The Power of Where: It Begins with Geodesy

Geodesy suffers from being so fundamental that it is often ignored and under-appreciated, which results in it also being under-resourced.

I am now in my tenth year in the Secretariat for United Nations Committee of Experts on Global Geospatial Information Management, or UN-GGIM). Luckily, it is still relatively easy to reflect on the progress and achievements of UN-GGIM over the past decade, and how much it has advanced the understanding and relevance of geospatial information globally. No, it’s not that I have a great memory, it’s just that every meeting, report, presentation, and document over these past years is permanently archived as a record on UN-GGIM website. That said, despite all the achievements and progress, it is a little disappointing that one fundamental aspect of the work of UN-GGIM is not well understood or recognized and remains somewhat an incomplete task. Something that is also fundamental to how we accurately measure and position everything we do on, above and below the surface of planet Earth; more fundamental even than geospatial information itself. Geodesy.

## Problem:
The geodesy text names the kinds of records that are permanently archived on the UN-GGIM website. List all of them.

## Dataset extract:
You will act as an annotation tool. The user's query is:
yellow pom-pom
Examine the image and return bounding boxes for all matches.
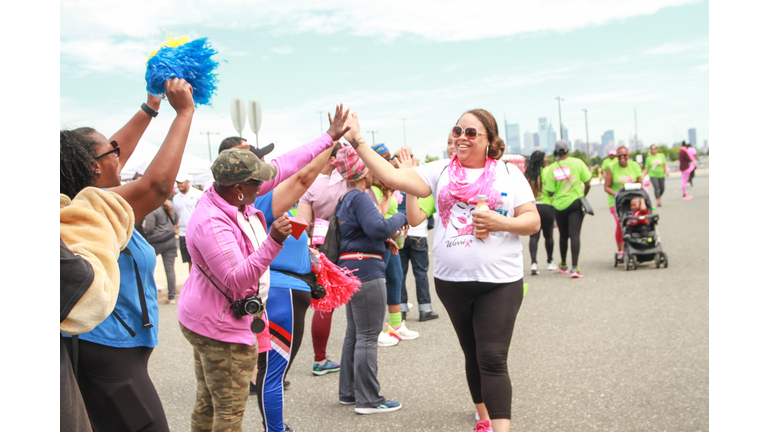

## Solution to this exercise:
meeting, report, presentation, document